### [PÁGINA]
------------------------------------------------------------
Um futuro retrógrado




“Vejo bem claro agora o nosso erro e, embora reconhecendo as queixas que a mulher tem do macho, também reconheço que sem o concurso dele nada valeríamos no mundo.  Bastou um momento de divórcio para que a raça branca se visse nesta horrível situação: apeada do domínio e à mercê de uma raça de pitecos que, essa sim, tem contas terríveis a justar conosco...”¹


        Não julgue, caro leitor, que o título deste artigo diz respeito às minhas expectativas quanto ao governo Temer, embora seja quase inevitável que eu as exponha em breve.  Tampouco a citação inicial foi recortada do último manifesto de alguma militante antifeminista empenhada em unir seus esforços aos de “white pardos” arianistas de Campinas, São Bernardo do Campo ou Niterói.    
Neste começo, somente a expressão “raça de pitecos” é exatamente o que parece.  Mesmo assim, a ofensa não saiu do teclado de alguma coxinha ensandecida, e sim da caneta do grande escritor José Bento Monteiro Lobato (1882-1948). Insisto: nada de conclusões apressadas. Monteiro Lobato, ao que se sabe, jamais construiu um alter ego feminino como a Suzana Flag de Nelson Rodrigues.
As duas frases transcritas foram extraídas do discurso de Miss Astor, uma das três principais lideranças políticas dos Estados Unidos no ano de 2228, personagem do romance O Presidente Negro ou O Choque das Raças (São Paulo: Clube do Livro, 1945).  Não descreverei o contexto da fala, muito menos o enredo completo da obra.  Lembro-me que um excelente professor de Português, Mário Jesus Alexandre, me ensinou a gostar de Literatura Brasileira na distante temporada de 1981, mas lamento até hoje o dia em que o mestre resumiu, com talento, a história de Dom Casmurro.  Foi decepcionante, já na idade adulta, ler o melhor livro de ficção produzido no Brasil sabendo tudo que iria acontecer. Compre, quem tiver curiosidade, O Presidente Negro, que a propósito está para Dom Casmurro, na minha opinião, como a seleção brasileira dos fatídicos 7 x 1 para a que conquistou o tricampeonato mundial no México.
Comprei-o pela Estante Virtual há dois ou três anos, a preço irrisório, a fim de entender um pouco mais sobre a discussão, na época bem exaltada, acerca do racismo presente nos escritos de Lobato.  Entretanto, alguma sobrecarga de trabalho, ou talvez o interesse maior por outra leitura, me fez relegar O Presidente Negro ao arquivo morto, em armário quase abandonado de Maricá.  Casualmente, reencontrei-o neste final de semana e resolvi ler.  Já tive em mãos artigos acadêmicos que estabelecem as conexões intelectuais entre Monteiro Lobato e teóricos eugenistas como Artur Neiva e Renato Kehl.  Apesar disto, o conteúdo do livro não deixou de me surpreender, e sem dúvida para mal.
------------------------------------------------------------
### [DADOS FORNECIDOS]
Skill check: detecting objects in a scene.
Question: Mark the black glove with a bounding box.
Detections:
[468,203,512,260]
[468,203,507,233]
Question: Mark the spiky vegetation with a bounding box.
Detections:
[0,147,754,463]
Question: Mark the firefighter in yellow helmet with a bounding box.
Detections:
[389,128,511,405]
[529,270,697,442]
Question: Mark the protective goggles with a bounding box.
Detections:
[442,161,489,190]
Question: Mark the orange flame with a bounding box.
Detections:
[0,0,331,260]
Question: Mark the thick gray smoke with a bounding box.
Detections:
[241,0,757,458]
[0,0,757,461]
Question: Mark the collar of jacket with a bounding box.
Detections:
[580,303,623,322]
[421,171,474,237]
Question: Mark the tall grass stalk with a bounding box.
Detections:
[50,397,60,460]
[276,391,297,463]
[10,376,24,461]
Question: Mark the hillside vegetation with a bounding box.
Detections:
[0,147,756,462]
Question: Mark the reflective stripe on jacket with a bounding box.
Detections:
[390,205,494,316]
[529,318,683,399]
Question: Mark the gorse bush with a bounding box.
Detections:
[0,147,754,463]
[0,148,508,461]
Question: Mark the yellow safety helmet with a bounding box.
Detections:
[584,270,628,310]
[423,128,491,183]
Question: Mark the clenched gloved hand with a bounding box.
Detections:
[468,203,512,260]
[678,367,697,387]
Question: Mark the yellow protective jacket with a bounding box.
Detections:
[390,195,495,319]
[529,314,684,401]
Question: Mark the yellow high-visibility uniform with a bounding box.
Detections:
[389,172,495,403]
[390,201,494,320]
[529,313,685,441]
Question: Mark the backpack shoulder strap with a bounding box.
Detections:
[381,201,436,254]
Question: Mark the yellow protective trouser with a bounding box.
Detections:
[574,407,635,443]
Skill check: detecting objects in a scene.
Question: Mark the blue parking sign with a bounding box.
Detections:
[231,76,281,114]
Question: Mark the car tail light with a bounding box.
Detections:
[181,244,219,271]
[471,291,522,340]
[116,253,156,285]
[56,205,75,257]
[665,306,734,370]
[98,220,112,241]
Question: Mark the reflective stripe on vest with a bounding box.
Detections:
------------------------------------------------------------
### [TAREFA CURTA 1]
No artigo sobre O Presidente Negro, de qual personagem é o discurso de onde foram extraídas as duas frases citadas no início?
### [TAREFA CURTA 2]
Transcreva do artigo sobre O Presidente Negro o trecho que começa nas palavras "Não julgue, caro" e termina logo após "de Nelson Rodrigues.".
### [TAREFA CURTA 3]
Dê continuidade ao artigo sobre o livro O Presidente Negro, de Monteiro Lobato, a partir da última frase apresentada.

### [RESULTADO DO EXERCÍCIO 1]
De Miss Astor, uma das três principais lideranças políticas dos Estados Unidos no ano de 2228.

### [RESULTADO DO EXERCÍCIO 2]
Não julgue, caro leitor, que o título deste artigo diz respeito às minhas expectativas quanto ao governo Temer, embora seja quase inevitável que eu as exponha em breve.  Tampouco a citação inicial foi recortada do último manifesto de alguma militante antifeminista empenhada em unir seus esforços aos de “white pardos” arianistas de Campinas, São Bernardo do Campo ou Niterói.    
Neste começo, somente a expressão “raça de pitecos” é exatamente o que parece.  Mesmo assim, a ofensa não saiu do teclado de alguma coxinha ensandecida, e sim da caneta do grande escritor José Bento Monteiro Lobato (1882-1948). Insisto: nada de conclusões apressadas. Monteiro Lobato, ao que se sabe, jamais construiu um alter ego feminino como a Suzana Flag de Nelson Rodrigues.

### [RESULTADO DO EXERCÍCIO 3]
Como já indiquei, O Presidente Negro é contemporâneo dos embates finais da Segunda Guerra Mundial.  O prefácio do editor Mario Graciotti é datado de 1º de abril de 1945.  O protagonista Ayrton Lobo, em certa passagem, faz alusão ao automóvel Ford que adquiriu, apesar da escassez de recursos que enfrentava, como um “novo pecúlio, com tanto esforço acumulado depois do desastre germânico” (O Presidente Negro, p. 11).  Porém, ao contrário de um Oliveira Viana, o mulato arianista que praticamente varreu as teses racistas de seus ensaios após a derrocada do Eixo, Monteiro Lobato se manteve alinhado com os ideais de eugenia e, em O Presidente Negro, parece obcecado pela expectativa, relativamente comum entre os eugenistas das primeiras décadas do século XX, de favorecer ou pelo menos "torcer" pelo desaparecimento, identitário ou mesmo físico, dos negros do continente americano.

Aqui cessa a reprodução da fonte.